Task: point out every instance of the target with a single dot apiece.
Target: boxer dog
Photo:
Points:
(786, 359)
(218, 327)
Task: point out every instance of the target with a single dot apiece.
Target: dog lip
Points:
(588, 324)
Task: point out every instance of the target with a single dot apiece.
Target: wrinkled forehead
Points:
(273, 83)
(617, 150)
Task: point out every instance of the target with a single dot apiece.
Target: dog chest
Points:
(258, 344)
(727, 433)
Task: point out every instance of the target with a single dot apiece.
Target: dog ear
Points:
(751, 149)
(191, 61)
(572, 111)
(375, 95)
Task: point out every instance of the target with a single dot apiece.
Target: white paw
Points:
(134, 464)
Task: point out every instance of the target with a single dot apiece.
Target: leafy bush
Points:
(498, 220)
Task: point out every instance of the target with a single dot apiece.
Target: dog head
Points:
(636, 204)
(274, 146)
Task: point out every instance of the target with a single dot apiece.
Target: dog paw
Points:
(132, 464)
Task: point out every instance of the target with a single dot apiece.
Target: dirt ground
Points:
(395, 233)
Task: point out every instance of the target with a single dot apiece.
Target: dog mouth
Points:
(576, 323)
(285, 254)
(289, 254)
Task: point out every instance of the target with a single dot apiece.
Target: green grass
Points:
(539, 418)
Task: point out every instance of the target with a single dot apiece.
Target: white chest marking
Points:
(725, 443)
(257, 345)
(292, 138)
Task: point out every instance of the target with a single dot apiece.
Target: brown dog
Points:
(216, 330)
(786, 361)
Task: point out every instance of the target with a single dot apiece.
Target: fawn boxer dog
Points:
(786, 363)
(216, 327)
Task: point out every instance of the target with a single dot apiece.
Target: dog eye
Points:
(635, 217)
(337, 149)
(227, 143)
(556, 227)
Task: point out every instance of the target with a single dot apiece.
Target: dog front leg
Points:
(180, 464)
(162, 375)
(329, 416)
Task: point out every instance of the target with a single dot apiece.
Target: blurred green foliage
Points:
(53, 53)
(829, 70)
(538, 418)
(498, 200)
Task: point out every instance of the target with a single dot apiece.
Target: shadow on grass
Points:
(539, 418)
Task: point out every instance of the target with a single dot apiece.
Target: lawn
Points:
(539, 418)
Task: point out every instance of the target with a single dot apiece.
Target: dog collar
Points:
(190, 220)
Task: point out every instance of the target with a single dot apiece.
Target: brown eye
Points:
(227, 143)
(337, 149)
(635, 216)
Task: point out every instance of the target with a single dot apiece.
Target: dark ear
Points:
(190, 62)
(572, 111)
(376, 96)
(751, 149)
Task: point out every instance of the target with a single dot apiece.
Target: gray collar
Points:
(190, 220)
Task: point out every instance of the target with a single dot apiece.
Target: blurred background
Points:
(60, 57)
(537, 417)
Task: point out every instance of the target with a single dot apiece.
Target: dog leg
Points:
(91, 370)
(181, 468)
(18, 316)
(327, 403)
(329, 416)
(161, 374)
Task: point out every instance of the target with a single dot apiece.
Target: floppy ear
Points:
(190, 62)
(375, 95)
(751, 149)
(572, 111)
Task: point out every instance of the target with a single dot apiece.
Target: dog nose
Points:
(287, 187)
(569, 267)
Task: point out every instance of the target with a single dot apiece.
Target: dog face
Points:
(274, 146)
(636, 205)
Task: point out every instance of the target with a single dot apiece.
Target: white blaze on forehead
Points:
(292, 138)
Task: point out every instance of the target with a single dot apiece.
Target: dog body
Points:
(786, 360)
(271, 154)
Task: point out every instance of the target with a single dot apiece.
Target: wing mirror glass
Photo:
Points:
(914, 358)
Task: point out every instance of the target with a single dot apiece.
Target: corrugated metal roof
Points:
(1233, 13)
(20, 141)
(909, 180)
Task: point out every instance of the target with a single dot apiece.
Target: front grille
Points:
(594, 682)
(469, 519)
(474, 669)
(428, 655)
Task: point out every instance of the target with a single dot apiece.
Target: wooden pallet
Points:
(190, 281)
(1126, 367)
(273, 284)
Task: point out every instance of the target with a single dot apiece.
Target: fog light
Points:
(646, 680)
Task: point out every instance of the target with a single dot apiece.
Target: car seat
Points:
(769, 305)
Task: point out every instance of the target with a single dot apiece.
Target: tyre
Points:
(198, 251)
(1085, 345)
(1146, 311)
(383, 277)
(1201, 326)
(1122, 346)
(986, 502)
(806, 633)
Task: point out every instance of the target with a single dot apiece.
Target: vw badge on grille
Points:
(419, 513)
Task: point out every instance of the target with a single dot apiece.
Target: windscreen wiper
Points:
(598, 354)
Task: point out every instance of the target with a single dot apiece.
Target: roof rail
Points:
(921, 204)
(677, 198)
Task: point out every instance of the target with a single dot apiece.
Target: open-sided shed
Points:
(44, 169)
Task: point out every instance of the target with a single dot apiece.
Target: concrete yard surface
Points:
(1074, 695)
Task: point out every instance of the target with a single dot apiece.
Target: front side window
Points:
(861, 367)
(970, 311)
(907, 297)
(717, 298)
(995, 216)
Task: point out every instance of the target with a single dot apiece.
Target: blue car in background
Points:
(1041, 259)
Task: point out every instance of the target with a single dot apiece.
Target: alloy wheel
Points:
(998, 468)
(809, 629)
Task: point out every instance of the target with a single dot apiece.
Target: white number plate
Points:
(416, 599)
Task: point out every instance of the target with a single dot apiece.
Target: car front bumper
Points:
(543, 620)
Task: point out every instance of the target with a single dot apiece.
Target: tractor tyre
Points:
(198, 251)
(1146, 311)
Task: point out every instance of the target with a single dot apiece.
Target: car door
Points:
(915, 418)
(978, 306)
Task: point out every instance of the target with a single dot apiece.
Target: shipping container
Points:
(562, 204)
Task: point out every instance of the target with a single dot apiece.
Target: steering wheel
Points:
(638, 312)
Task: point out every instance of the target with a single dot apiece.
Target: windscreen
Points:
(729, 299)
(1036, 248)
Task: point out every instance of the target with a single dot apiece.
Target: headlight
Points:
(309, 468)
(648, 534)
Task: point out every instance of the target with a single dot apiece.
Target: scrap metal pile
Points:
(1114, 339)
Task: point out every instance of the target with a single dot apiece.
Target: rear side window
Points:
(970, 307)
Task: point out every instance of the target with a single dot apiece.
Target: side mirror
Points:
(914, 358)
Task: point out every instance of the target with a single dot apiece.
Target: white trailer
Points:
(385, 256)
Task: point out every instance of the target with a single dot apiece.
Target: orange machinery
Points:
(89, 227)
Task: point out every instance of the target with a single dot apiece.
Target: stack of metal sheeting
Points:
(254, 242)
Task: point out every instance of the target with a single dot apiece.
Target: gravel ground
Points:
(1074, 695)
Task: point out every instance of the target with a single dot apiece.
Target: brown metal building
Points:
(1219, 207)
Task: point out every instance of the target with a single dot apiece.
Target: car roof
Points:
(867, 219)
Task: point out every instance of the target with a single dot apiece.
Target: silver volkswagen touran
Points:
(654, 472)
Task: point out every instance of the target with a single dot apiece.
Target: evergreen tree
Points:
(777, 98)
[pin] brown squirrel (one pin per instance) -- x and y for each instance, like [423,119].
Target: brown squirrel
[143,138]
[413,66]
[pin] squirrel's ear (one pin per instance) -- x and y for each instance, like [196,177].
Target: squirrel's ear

■ **EXERCISE AIM**:
Print the material in full, exactly as written.

■ **ANSWER BELOW**:
Task: point out every instance of the target with a single dot apiece.
Target: boxer dog
Photo:
Points:
(786, 359)
(218, 327)
Task: point out every instance of the target with a single dot apiece.
Target: dog lip
Points:
(588, 324)
Task: point out every instance of the target with a single dot apiece.
Target: wrinkled forehead
Points:
(273, 83)
(617, 150)
Task: point out every instance of the target with a single dot apiece.
Target: dog chest
Points:
(258, 344)
(727, 433)
Task: point out every instance of the target with a single dot apiece.
Target: dog ear
Points:
(751, 149)
(191, 61)
(572, 111)
(375, 95)
Task: point out every instance of the target with a single dot apiece.
Target: white paw
Points:
(134, 464)
Task: point out every instance of the target with a single dot apiece.
Target: leafy bush
Points:
(498, 220)
Task: point out every instance of the target with a single dot apiece.
Target: dog head
Points:
(636, 204)
(274, 146)
Task: point out every instance of the target with a single dot apiece.
Target: dog paw
Points:
(132, 464)
Task: point out every instance of the target with a single dot apiece.
Target: dirt ground
Points:
(395, 233)
Task: point out every instance of the target with a single dot apiece.
Target: dog mouth
Points:
(576, 323)
(285, 254)
(289, 254)
Task: point out every instance of the target with a single dot apiece.
Target: green grass
Points:
(539, 418)
Task: point out every instance of the target with a single dot apiece.
Target: white chest marking
Points:
(725, 443)
(257, 345)
(292, 138)
Task: point out every instance of the target with a single dot apiece.
Target: brown dog
Points:
(216, 330)
(786, 361)
Task: point out every instance of the target with a single dot apiece.
Target: fawn boxer dog
Points:
(786, 363)
(216, 327)
Task: point out every instance of the target with a single dot apiece.
Target: dog eye
Points:
(635, 217)
(337, 149)
(227, 143)
(556, 227)
Task: point out every instance of the target with a single dot apiece.
Target: dog front leg
Points:
(180, 464)
(162, 375)
(329, 416)
Task: point out every instance of the target with a single dot apiece.
Target: blurred green foliage
Points:
(53, 53)
(829, 70)
(538, 418)
(498, 200)
Task: point out every instance of the target with a single dot apiece.
Target: shadow on grass
Points:
(539, 418)
Task: point out every instance of the target with a single dot apiece.
Target: lawn
Points:
(539, 418)
Task: point out every instance of the target with a single dot apiece.
Target: dog collar
Points:
(190, 220)
Task: point out every instance of the target with a single dot apiece.
Target: brown eye
Points:
(227, 143)
(337, 149)
(635, 216)
Task: point out every instance of the target with a single dot apiece.
Target: dark ear
Points:
(190, 62)
(572, 111)
(376, 96)
(751, 149)
Task: point out every instance of the target with a single dot apiece.
Target: gray collar
Points:
(190, 220)
Task: point out every instance of the target with a single dot apiece.
Target: blurred background
Points:
(60, 57)
(537, 417)
Task: point out every instance of the target with a single dot apiece.
Target: dog leg
Points:
(91, 370)
(181, 468)
(18, 316)
(327, 403)
(329, 416)
(161, 374)
Task: point out every instance of the target with a single dot apiece.
Target: floppy ear
Points:
(190, 62)
(375, 95)
(751, 149)
(572, 111)
Task: point out every instance of the target with a single dot apiece.
Target: dog nose
Points:
(287, 187)
(569, 267)
Task: point out every instance of the target with a single dot apiece.
Target: dog face
Points:
(274, 146)
(636, 205)
Task: point out every instance of the target with a single dot apiece.
Target: white blaze on forehead
Points:
(292, 138)
Task: point out every instance of the target with a single dot apiece.
Target: dog body
Points:
(786, 360)
(271, 154)
Task: point out every instance of the target with a single dot apiece.
Target: wing mirror glass
Photo:
Points:
(914, 358)
Task: point out every instance of the target with a single dot apiece.
Target: corrugated metal roof
Points:
(1233, 13)
(20, 141)
(909, 180)
Task: point out every instance of the target with a single dot apiece.
Target: front grille
Points:
(594, 682)
(469, 519)
(474, 669)
(428, 655)
Task: point out every instance of the target with a single dot apiece.
Target: wooden pallet
Points:
(190, 281)
(1126, 367)
(273, 284)
Task: point out every instance of the target with a single dot apiece.
Target: fog light
Points:
(646, 680)
Task: point out every instance of the target with a single dot apiece.
Target: car seat
Points:
(769, 305)
Task: point out every instance of the target with a single dot apiece.
Target: tyre
Points:
(198, 251)
(1085, 345)
(1146, 311)
(383, 277)
(1201, 326)
(1122, 346)
(986, 502)
(806, 633)
Task: point out every instance of the target with a single dot apiece.
Target: vw badge on grille
Points:
(419, 513)
Task: point out every instance of the target with a single dot apiece.
Target: windscreen wiper
Points:
(598, 354)
Task: point out every instance of the target with a single dot apiece.
Target: roof rail
Points:
(921, 204)
(677, 198)
Task: point out every instance of the target with a single dot apiece.
Target: open-sided shed
Points:
(44, 169)
Task: point out every instance of the target with a single dot apiece.
Target: concrete yard surface
Points:
(1074, 695)
Task: point out every instance of the target with a single dot apiece.
Target: front side window
Points:
(861, 367)
(970, 311)
(907, 297)
(717, 298)
(995, 216)
Task: point out every instance of the target with a single dot apiece.
Target: blue car in background
Points:
(1041, 259)
Task: point out every instance of the target with a single dot apiece.
Target: alloy wheel
Points:
(998, 468)
(809, 629)
Task: point out every instance of the target with a single dot apiece.
Target: white number plate
Points:
(416, 599)
Task: point out every instance of the target with a single dot apiece.
Target: car front bumper
Points:
(543, 620)
Task: point out every instance of the target with a single dot apiece.
Target: tractor tyre
Points:
(198, 251)
(1146, 311)
Task: point out every instance of the target with a single dot apiece.
Target: car door
Points:
(915, 418)
(978, 306)
Task: point out every instance of the target with a single dot apiece.
Target: shipping container
Points:
(562, 204)
Task: point out every instance of the target with a single dot apiece.
Target: steering wheel
Points:
(638, 312)
Task: point out every instance of the target with a single dot apiece.
Target: windscreen
Points:
(729, 299)
(1036, 248)
Task: point out every instance of the target with a single dot apiece.
Target: headlight
Points:
(309, 468)
(648, 534)
Task: point out every instance of the target with a single dot apiece.
Target: scrap metal pile
Points:
(1114, 339)
Task: point out every instance of the target with a single dot apiece.
Target: rear side window
Points:
(970, 307)
Task: point out every instance of the target with a single dot apiece.
Target: side mirror
Points:
(914, 358)
Task: point out every instance of the target with a single dot apiece.
Target: white trailer
Points:
(385, 256)
Task: point out every instance of the target with a single dot apiece.
Target: orange machinery
Points:
(89, 227)
Task: point out every instance of the target with a single dot apiece.
Target: stack of metal sheeting
Points:
(254, 242)
Task: point out every instance of the target with a single dot apiece.
Target: gravel ground
Points:
(1074, 695)
Task: point out every instance of the target with a single dot apiece.
Target: brown metal building
Points:
(1219, 207)
Task: point out every instance of the target with a single dot apiece.
Target: car roof
Points:
(867, 219)
Task: point out every instance of the target with a single dot apiece.
Target: silver volkswagen touran
Points:
(654, 472)
Task: point out every instance of the target with a single dot apiece.
Target: evergreen tree
Points:
(777, 98)
[pin] brown squirrel (one pin per instance) -- x and y for each instance, like [423,119].
Target: brown squirrel
[143,138]
[413,66]
[pin] squirrel's ear (one pin per instance) -- x and y for each instance, like [196,177].
Target: squirrel's ear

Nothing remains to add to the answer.